> [TEXT PASSAGE]
* START *

Up to and including Feels I think your description of the band's narrative arc makes more sense, as everything up to that point involved a progressive structuration of the band's sound without a corresponding expansion of that sound. Strawberry Jam is the point where I think this story breaks down. This sudden flip (intensified song structure somehow leading into massively broadened sonic horizon) reminds me (as so much stuff does) of the beam of light refracted through the shard to produce a rainbow on the cover of Dark Side of the Moon, and I like the idea of bands subjecting themselves to a radical restriction of scope in order to bore through their own aesthetic into a new soundworld.
― Tim F, Tuesday, 14 October 2008 04:26 (sixteen years ago) link
tim is otm about strawberry jam! i love much of their previous output, but strawberry jam really does feel like the birth of a new animal collective to me, one that's continued through water curses as well (though "seal eyeing" is very feels-y)
― aaron d.g., Tuesday, 14 October 2008 05:29 (sixteen years ago) link
I completely disagree with Tim
― I know, right?, Tuesday, 14 October 2008 07:02 (sixteen years ago) link
TS: Tim or Dominique?
i think it's correct to say that a synthesis of smoothing out is not necessarily directly opposed to a honed complexity. the latter seems to be a more articulate way of stating the former. smoothing out doesn't always equate to less radical. maybe it's just more cerebral (another loaded word).
― tricky, Tuesday, 14 October 2008 17:41 (sixteen years ago) link
maybe it's more cerebral intuitive.
― tricky, Tuesday, 14 October 2008 17:42 (sixteen years ago) link
great posts by both Tim and Dominique, it saddens me that I can't agree with both.
I dunno that I really hear any kind of striving for "progression" or refinement or the synthesis yr speaking of in any of their albums. Which is part of why everything they do still excites me like few others can. Even Strawberry Jam and Feels, both pretty tight and closed machines of albums (more so SJ) that don't really have any of the kind of uneasy joy found in the loose threads of Here Comes the Indian, say, still sound to me like the products of a band whose primary drive (or one of them) is to not get at all comfortable, always put themselves out there in basically unknown territory. Everything they've done has managed to thrill me in a completely different way than what came before.
My only hope for this album is that I haven't familiarised myself with the new songs too much and maybe lose some of the impact. The last three albums I had heard the songs before but avoided listening to them too much, and that worked out pretty well.
― Merdeyeux, Tuesday, 14 October 2008 21:18 (sixteen years ago) link
I still think Strawberry Jam sounds like Arcade Fire.
― I know, right?, Wednesday, 15 October 2008 00:48 (sixteen years ago) link
have you listened to either?
anyway tim and dominique's posts - classics or duds?

* END *

> [RECORDS SUPPLIED]
* START *

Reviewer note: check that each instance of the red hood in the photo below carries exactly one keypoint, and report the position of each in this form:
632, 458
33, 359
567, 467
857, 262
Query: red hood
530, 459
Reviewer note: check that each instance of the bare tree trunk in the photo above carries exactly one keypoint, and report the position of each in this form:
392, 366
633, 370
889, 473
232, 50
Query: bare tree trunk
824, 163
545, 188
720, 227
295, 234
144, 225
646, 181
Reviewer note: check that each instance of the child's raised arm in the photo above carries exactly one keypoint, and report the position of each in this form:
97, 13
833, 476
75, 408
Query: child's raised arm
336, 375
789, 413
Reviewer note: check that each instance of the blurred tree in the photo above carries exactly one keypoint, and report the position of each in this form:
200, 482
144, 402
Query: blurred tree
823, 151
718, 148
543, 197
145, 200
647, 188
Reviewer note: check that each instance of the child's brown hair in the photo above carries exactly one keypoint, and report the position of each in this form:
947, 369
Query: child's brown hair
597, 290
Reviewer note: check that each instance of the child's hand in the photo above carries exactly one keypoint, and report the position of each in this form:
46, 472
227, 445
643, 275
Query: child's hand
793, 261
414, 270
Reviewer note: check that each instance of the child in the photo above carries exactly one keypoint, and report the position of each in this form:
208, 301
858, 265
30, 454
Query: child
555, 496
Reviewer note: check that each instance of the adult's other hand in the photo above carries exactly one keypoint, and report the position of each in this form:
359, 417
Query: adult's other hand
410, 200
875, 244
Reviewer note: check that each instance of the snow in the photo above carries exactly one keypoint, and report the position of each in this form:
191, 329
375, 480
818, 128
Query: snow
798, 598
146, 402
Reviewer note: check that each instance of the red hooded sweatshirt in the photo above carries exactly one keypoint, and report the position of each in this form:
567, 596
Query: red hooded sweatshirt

* END *

> [TASKS]
1. In the forum thread, which song does aaron d.g. call "very feels-y"?
2. Please write the next few posts of the forum thread, picking up right after its last line.
The listing is separate material, apart from the forum thread.

> [RESULTS]
1. "Seal Eyeing"

2.
― Kevin Keller, Wednesday, 15 October 2008 00:57 (sixteen years ago) link
i, as usual, am very excited to hear this.
i've seen them three times since strawberry jam and i recognize a few of the titles from the live show. 'No More Runnin' and 'Daily Routine' should be highlights.
what a great band.
― poortheatre, Wednesday, 15 October 2008 01:26 (sixteen years ago) link
Da, enlightening posts by Tim and Dom both, and at various times I have gone back and forth between their positions. My question would be, how long did that Here Comes the Indian moment last? I certainly wouldn't put the first two records in with HCTI, not even close-- they touch on some of those elements, but with far less success IMO.
― Mark Rich@rdson, Wednesday, 15 October 2008 01:32 (sixteen years ago) link
i've always felt the same way, mark (if I read your comment the right way). The first couple or so I think served (at least for me) as just a way for them to figure out what worked and what didnt. Sometimes the result was forgettable, other times it was beautiful. it wasnt until they became fully formed as a band (around HCTI that those sounds and ideas morphed into fully realized concepts, and most of us can agree the rest is history.
― Kevin Keller, Wednesday, 15 October 2008 02:01 (sixteen years ago) link
closing parenthesis after HCTI
― Kevin Keller, Wednesday, 15 October 2008 02:02 (sixteen years ago) link
the first three tracks on Hollindagin are even better, i think, at presenting the early rawness and loose threads balanced with the power of a fully formed band.
― mizzell, Wednesday, 15 October 2008 02:15 (sixteen years ago) link
better than HCTI, I mean.
People are anti-Feels around here? I could see the Strawberry Jam hate since it was their big album, but I think Feels is not only their good middle point but when they really started to hit their stride. I really can't see much noize-luv around here either.
― skygreenleopard, Thursday, October 9, 2008 11:32 PM (5 days ago) Bookmark
I was just reading through everything after my comment 5 days ago and realized I meant Sung Tongs, not Feels, as their turning point. Which isn't saying much or bringing anything new to the table, other than that I think it's my favorite AC album. I do, though, need to go back and revisit some old AC, Here Comes the Indians really is pretty good. A lot of what people are saying around here, especially Tim and Merdeyeax, make me want to go back and plays some of these albums again. And I do hope that new album has some good stuff on it. The tracklisting doesn't have that "walk around with you" song they played at their show last year - it was really good with the big show bass they had.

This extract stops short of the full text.